Volcanic Rafts Played Key Role In Origins Of Life
September 2, 2011

Volcanic Rafts Played Key Role In Origins Of Life


Scientists believe that volcanic rafts could have played a key role in the origins of life on Earth, reports BBC News.

Researchers say the rock pumice has the right properties to have prodded the conditions for early life to emerge over 3.5 billion years ago.

The "rafts" are found today on shores of islands like the volcanic Greek island of Santorini (Thera).

The Oxford University and University of Western Australia scientists said they still need more research to help give weight to the theory.

"During its life cycle, pumice is potentially exposed to - among other things - lightning associated with volcanic eruptions, oily hydrocarbons and metals produced by hydrothermal vents, and ultraviolet light from the Sun as it floats on water," co-author Professor Martin Brasier from the University of Oxford said in a statement.

"All these conditions have the potential to host, or even generate, the kind of chemical processes that we think created the first living cells."

- [Data section]
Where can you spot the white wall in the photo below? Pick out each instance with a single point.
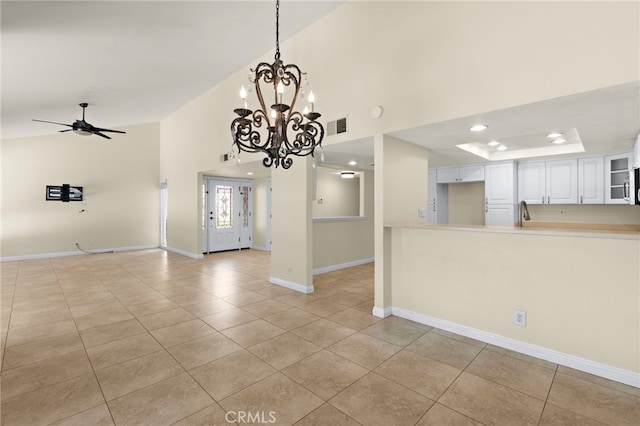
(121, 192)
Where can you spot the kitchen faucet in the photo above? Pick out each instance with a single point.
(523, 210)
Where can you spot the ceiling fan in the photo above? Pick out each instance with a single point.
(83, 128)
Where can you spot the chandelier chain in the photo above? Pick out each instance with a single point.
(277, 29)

---

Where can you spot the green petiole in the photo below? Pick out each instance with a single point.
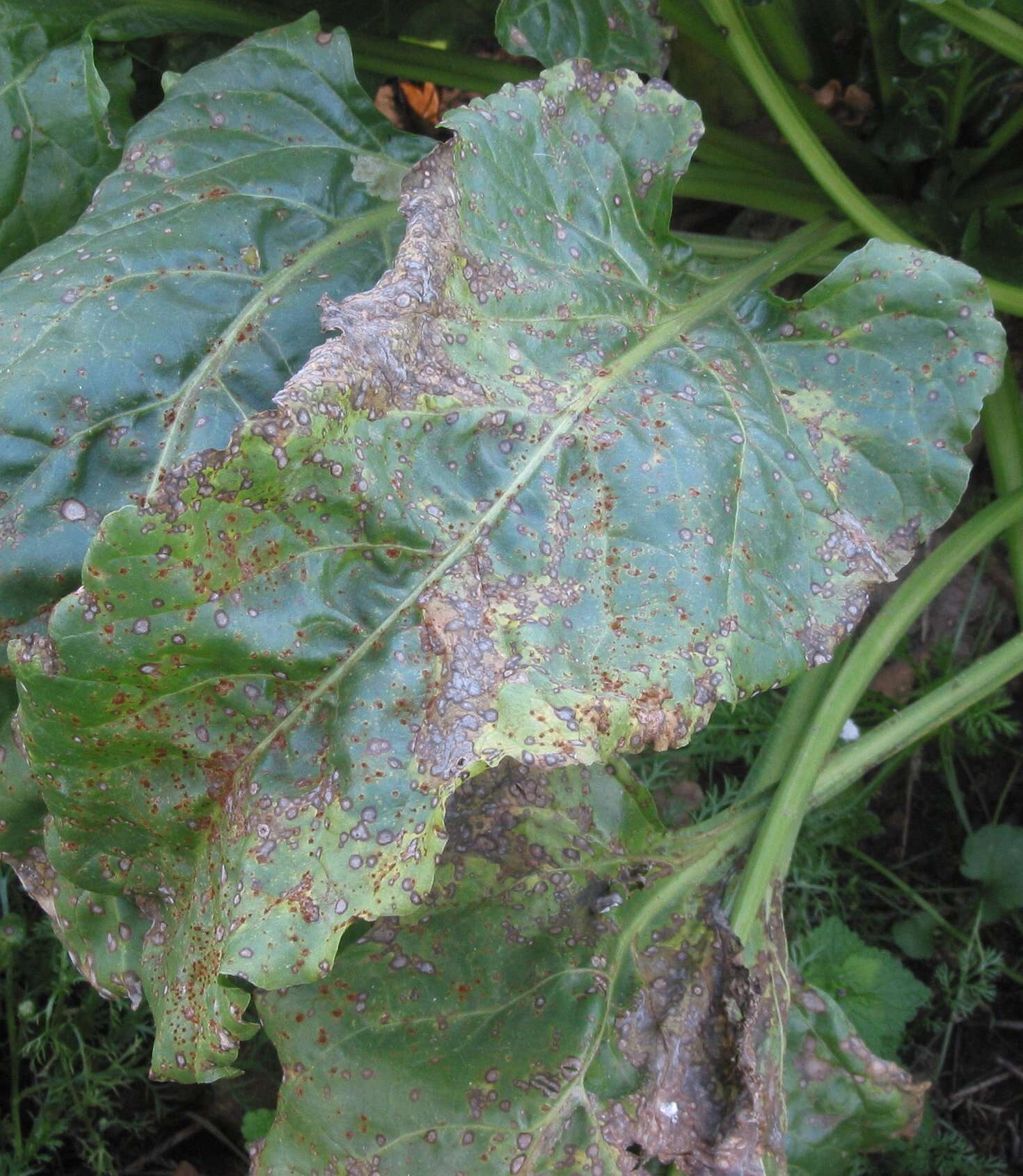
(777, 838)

- [Requirement] Proceed with the article on pumice rafts and the origins of life, starting after its last sentence. The records have no connection to the text on volcanic rafts.

- [Exercise output]
The volcanic rock floats on water because it has the largest surface-area-to-volume ratio of any type of rock.

Dr David Wacey from the University of Western Australia said it was known that life was "thriving" among beach sand grains about 3.4 billion years ago.

"What we are saying here is that certain kinds of beach might have provided a cradle for life," he said.

The two researchers were part of an international team that suggested that microscopic fossils unearthed in Western Australia provided "good, solid evidence" for cells and bacteria living in oxygen-free world over 3.4 billion years ago.

The newest research shows how rafts of pumice could have played a significant role in the emergence of some of the earliest organisms on Earth.

The team published their findings in the journal Astrobiology.